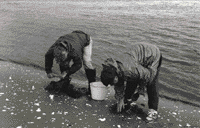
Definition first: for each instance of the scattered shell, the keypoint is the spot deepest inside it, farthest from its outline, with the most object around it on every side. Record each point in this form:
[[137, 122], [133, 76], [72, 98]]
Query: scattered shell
[[51, 97], [33, 88], [102, 119], [37, 104], [88, 105], [174, 113], [53, 119], [133, 103], [59, 112], [38, 118], [188, 125], [118, 126], [38, 110], [30, 122], [65, 113]]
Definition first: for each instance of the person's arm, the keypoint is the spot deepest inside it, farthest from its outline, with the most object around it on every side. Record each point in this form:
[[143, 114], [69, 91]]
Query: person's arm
[[119, 91], [87, 53], [49, 60], [77, 64]]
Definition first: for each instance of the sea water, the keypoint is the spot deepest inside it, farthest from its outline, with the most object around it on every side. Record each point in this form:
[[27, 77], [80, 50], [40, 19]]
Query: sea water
[[29, 28]]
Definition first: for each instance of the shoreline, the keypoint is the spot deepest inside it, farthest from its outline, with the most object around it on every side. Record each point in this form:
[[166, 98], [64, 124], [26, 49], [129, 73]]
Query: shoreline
[[26, 86]]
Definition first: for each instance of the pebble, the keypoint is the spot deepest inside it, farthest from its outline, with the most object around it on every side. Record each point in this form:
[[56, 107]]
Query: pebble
[[38, 118], [102, 119], [38, 110], [118, 126], [30, 122], [65, 113], [37, 104], [188, 125], [174, 113], [88, 105]]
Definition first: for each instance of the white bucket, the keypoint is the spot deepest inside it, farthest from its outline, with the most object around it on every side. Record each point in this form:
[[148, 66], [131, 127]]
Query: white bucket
[[98, 90]]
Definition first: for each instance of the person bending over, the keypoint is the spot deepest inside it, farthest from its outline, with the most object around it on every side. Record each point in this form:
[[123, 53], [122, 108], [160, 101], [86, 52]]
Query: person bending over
[[76, 47], [136, 69]]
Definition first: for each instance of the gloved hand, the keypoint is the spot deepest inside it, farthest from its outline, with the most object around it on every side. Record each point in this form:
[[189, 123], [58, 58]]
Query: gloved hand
[[51, 75]]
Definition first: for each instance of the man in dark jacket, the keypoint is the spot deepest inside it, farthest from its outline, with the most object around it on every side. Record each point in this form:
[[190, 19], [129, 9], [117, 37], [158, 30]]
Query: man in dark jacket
[[76, 47], [135, 69]]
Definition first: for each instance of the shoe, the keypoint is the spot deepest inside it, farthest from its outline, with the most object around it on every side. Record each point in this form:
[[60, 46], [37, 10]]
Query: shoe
[[91, 76], [135, 97], [152, 114]]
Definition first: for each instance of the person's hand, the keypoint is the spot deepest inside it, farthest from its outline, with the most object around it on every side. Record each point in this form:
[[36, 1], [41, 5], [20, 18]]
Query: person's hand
[[51, 75], [120, 105], [63, 75]]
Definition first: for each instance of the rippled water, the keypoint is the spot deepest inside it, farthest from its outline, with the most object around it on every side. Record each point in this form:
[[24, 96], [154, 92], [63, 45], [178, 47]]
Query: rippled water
[[28, 29]]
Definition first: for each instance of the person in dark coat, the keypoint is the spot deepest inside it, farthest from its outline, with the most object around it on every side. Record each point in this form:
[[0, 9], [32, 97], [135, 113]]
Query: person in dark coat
[[136, 69], [76, 47]]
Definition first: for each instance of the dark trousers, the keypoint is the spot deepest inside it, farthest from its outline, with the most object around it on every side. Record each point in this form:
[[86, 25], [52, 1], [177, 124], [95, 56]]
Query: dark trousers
[[152, 89], [64, 68]]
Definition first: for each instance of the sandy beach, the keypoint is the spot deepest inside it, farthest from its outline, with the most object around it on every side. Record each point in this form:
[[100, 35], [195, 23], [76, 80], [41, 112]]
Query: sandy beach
[[25, 104], [29, 28]]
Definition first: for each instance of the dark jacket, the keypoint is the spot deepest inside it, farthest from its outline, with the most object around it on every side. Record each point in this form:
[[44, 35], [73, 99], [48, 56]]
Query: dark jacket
[[141, 62], [74, 44]]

TASK » The answer must be the line containing "Definition first: for each instance of the dark jacket, the" and every line after it through the last line of the records above, repeated exactly.

RESPONSE FOR THIS EXERCISE »
Definition first: for each instance of the dark jacket, the keypoint is the spot deepest inside it, farthest from its outline, with the most object around it on every side. Record each point in this form:
[[44, 35], [73, 99], [48, 56]]
Query: dark jacket
[[141, 62], [74, 44]]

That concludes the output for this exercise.